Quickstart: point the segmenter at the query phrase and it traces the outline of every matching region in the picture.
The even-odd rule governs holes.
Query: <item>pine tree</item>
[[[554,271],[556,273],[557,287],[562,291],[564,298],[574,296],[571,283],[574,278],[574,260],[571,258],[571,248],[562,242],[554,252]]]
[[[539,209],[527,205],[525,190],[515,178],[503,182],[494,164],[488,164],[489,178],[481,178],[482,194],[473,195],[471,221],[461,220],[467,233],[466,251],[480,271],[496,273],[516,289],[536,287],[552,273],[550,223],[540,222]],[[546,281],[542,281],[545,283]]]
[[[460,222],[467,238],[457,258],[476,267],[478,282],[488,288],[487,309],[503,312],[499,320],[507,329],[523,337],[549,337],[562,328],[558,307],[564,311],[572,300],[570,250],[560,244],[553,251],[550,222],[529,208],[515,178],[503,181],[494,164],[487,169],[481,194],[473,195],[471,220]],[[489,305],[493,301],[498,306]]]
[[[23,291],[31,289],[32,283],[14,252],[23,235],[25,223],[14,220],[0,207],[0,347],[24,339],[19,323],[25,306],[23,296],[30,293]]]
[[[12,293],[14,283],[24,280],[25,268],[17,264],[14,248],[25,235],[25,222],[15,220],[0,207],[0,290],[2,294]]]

----

Task objective: Please transcribe, exactly and with nothing added, the lines from the first line of the material above through the line that contains "The even-odd rule governs holes.".

Task response:
Quickstart: point the segmenter at the query phrase and it traces the outline of every matching region in the picture.
The even-odd rule governs holes.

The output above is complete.